#### EXERCISE DIRECTIONS
Write out all the records below line for line, without changing anything, and leave the pictures out.

====== MATERIAL TO PROCESS

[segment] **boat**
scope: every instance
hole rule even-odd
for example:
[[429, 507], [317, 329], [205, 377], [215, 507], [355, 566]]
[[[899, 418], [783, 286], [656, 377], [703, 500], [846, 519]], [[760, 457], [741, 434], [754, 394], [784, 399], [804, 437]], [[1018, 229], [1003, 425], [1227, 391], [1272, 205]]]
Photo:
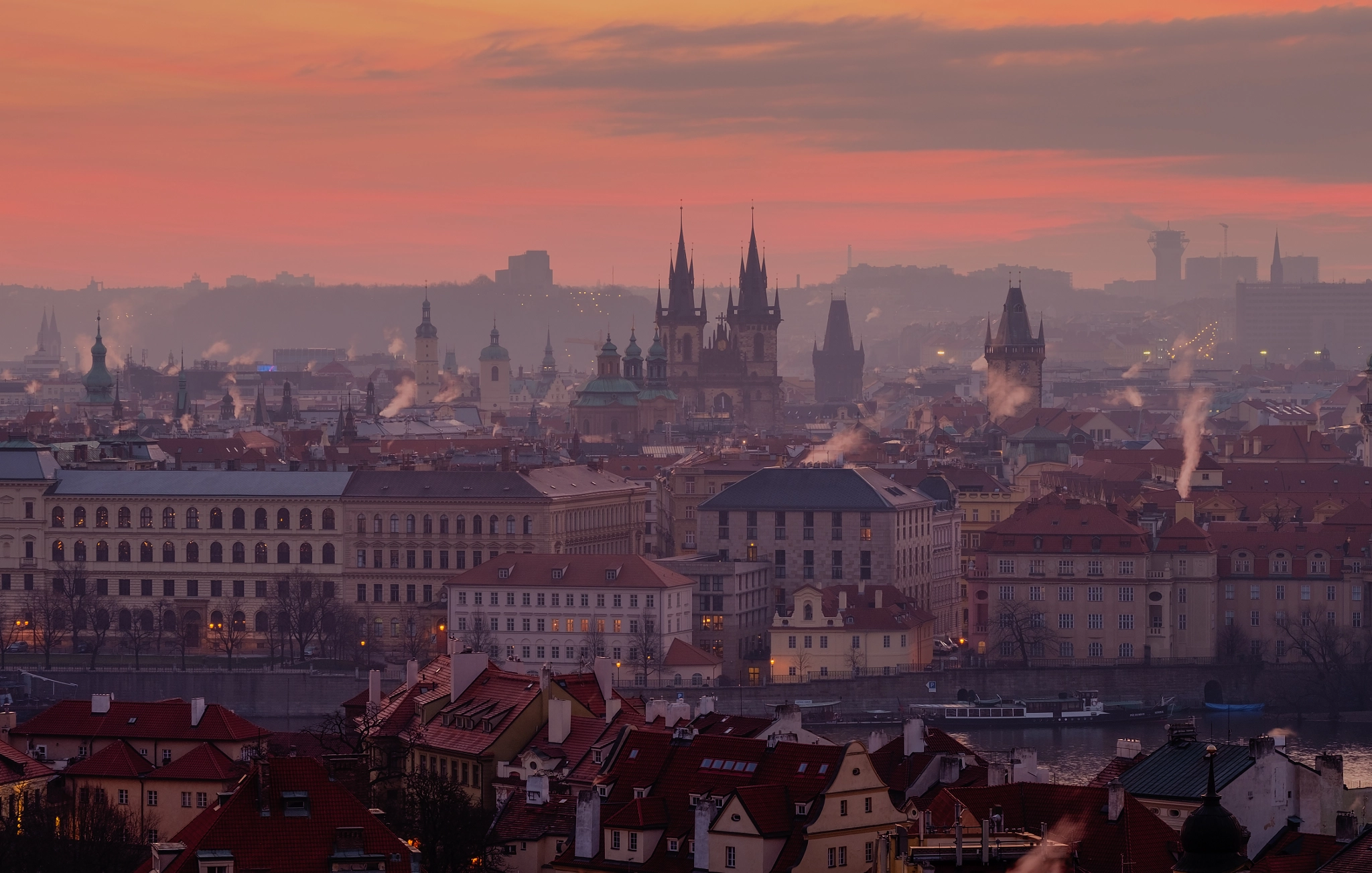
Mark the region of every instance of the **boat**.
[[1142, 722], [1169, 718], [1174, 707], [1173, 697], [1165, 697], [1157, 706], [1110, 708], [1100, 700], [1100, 692], [1080, 690], [1056, 697], [1002, 700], [988, 706], [988, 701], [938, 703], [916, 707], [922, 718], [943, 719], [945, 728], [970, 728], [973, 725], [1100, 725], [1107, 722]]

============

#### SOLUTION
[segment] **boat**
scope: every instance
hole rule even-odd
for example:
[[429, 507], [317, 329], [205, 377], [215, 507], [355, 566]]
[[[899, 418], [783, 286], [656, 377], [703, 500], [846, 519]], [[760, 457], [741, 434], [754, 394], [784, 399], [804, 437]], [[1018, 229], [1003, 425], [1227, 391], [1272, 205]]]
Photo:
Mark the region of every instance of the **boat**.
[[1142, 722], [1169, 718], [1174, 707], [1173, 697], [1165, 697], [1157, 706], [1110, 708], [1100, 700], [1100, 692], [1080, 690], [1056, 697], [1002, 700], [988, 706], [988, 701], [938, 703], [916, 707], [922, 718], [943, 719], [945, 728], [970, 728], [973, 725], [1100, 725], [1107, 722]]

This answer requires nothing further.